Recorded data
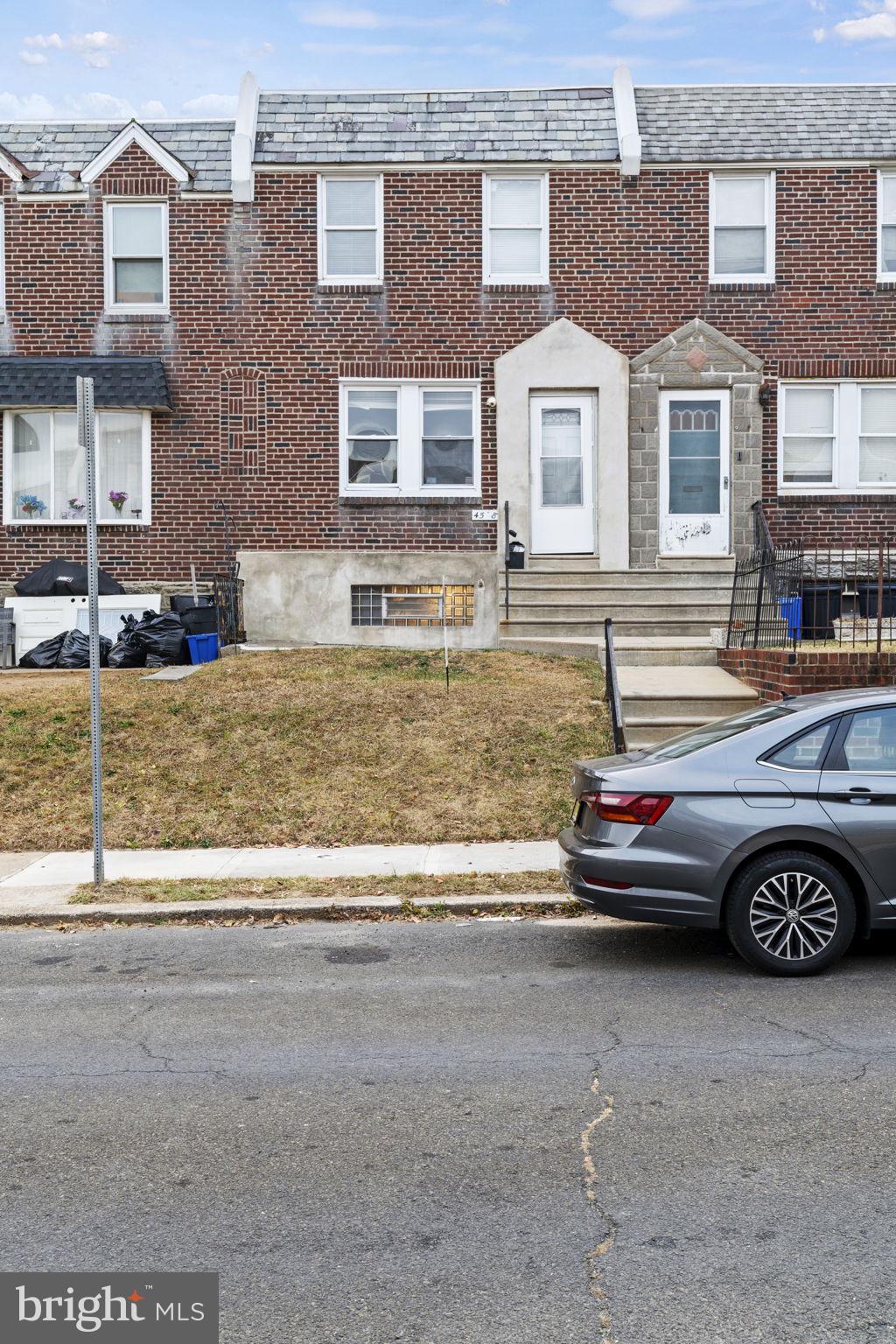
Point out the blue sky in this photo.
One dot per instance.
(109, 58)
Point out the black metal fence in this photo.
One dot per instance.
(790, 596)
(228, 591)
(612, 682)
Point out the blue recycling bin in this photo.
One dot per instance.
(792, 609)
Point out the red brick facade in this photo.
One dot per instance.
(254, 348)
(778, 672)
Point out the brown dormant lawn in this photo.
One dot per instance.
(407, 887)
(309, 746)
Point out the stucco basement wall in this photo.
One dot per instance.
(305, 597)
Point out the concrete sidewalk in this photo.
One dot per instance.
(55, 870)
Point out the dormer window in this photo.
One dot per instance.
(137, 257)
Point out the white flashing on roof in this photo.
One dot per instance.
(626, 115)
(242, 144)
(135, 133)
(11, 168)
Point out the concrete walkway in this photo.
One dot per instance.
(57, 870)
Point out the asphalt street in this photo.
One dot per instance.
(457, 1133)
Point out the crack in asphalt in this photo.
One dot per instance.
(592, 1178)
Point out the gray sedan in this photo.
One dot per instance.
(778, 824)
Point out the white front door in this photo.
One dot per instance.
(695, 473)
(564, 483)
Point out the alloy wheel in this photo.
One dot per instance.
(793, 915)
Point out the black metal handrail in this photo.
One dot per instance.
(612, 682)
(507, 559)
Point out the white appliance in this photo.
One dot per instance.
(39, 619)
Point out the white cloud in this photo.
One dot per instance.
(34, 107)
(94, 49)
(40, 40)
(100, 107)
(341, 17)
(213, 105)
(873, 27)
(335, 17)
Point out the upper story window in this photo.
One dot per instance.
(45, 478)
(887, 226)
(514, 226)
(137, 257)
(349, 230)
(837, 437)
(742, 228)
(410, 438)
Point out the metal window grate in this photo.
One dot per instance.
(411, 604)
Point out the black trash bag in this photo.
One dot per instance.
(43, 654)
(75, 651)
(127, 652)
(60, 578)
(163, 636)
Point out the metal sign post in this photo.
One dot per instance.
(88, 444)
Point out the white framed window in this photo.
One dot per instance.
(410, 438)
(349, 228)
(45, 476)
(887, 228)
(514, 228)
(136, 246)
(837, 437)
(742, 228)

◆ **What you need to do**
The entries above hold the needed span. Transcribe exactly the lines from the one with "Point out the black metal handrail" to the one with "Point out the upper", both included.

◆ **Response box**
Point out the black metal handrail in this photo.
One dot per instance.
(612, 682)
(507, 559)
Point out the white appliance in this photo.
One dot per instance.
(39, 619)
Point out the white cloud in this photo.
One dot per instance.
(34, 107)
(94, 49)
(40, 40)
(100, 107)
(341, 17)
(213, 105)
(873, 27)
(335, 17)
Point out the upper story window in this photo.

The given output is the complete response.